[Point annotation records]

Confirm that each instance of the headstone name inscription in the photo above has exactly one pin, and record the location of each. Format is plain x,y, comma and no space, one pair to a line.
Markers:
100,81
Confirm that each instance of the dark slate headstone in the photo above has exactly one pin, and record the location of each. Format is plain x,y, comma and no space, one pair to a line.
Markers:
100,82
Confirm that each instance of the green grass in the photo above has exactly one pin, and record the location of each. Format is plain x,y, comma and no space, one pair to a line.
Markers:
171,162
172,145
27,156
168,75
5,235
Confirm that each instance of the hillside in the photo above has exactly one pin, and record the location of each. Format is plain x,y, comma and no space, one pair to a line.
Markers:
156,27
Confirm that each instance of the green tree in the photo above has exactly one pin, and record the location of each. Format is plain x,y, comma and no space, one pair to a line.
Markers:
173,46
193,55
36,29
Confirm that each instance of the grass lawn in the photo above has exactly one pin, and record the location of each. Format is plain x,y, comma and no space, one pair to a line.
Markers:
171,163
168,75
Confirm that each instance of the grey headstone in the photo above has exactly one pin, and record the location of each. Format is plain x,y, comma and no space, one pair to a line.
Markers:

_OBJECTIVE:_ Please lay out every line of the records above as a Markdown table with two columns, Row and Line, numbering each row and skipping any blank lines.

_ANSWER FOR THIS EXERCISE:_
| Row | Line |
|---|---|
| 1 | Confirm that each instance of the headstone name inscription in the photo above has exactly one pin, and record the location of each. Format is plain x,y, comma and no space, one pair to a line. |
| 2 | Markers: |
| 3 | 100,81 |
| 4 | Confirm that each instance of the dark slate headstone in the photo above has exactly one pin, and record the location of each. Format is plain x,y, comma and no space, one pair to a line. |
| 5 | Markers: |
| 6 | 100,82 |
| 7 | Confirm that each instance of the green grass in the photo above has exactly one pin, and record the location of each. Format is plain x,y, comma and no space, one pair to a line. |
| 8 | Markers: |
| 9 | 171,162 |
| 10 | 172,145 |
| 11 | 27,156 |
| 12 | 168,75 |
| 13 | 5,235 |
| 14 | Confirm that each instance of the hillside in the photo above has exactly one pin, and record the location of each. Format is plain x,y, comma and no space, one pair to a line. |
| 15 | Markers: |
| 16 | 156,27 |
| 17 | Confirm that each instance of the green tree in the photo above has exactly one pin, and record the location of each. Format is plain x,y, comma and no space, one pair to a line. |
| 18 | Markers: |
| 19 | 173,46 |
| 20 | 193,55 |
| 21 | 36,29 |
| 22 | Confirm that each instance of the grass lawn in the photo above has exactly one pin, and record the location of each. Format is plain x,y, comma and no space, one pair to a line. |
| 23 | Markers: |
| 24 | 171,163 |
| 25 | 168,75 |
| 26 | Confirm that each instance of the grey headstone in the photo above has exactly one pin, and record the location of each. Format is plain x,y, comma and no space, one pair to a line. |
| 27 | Markers: |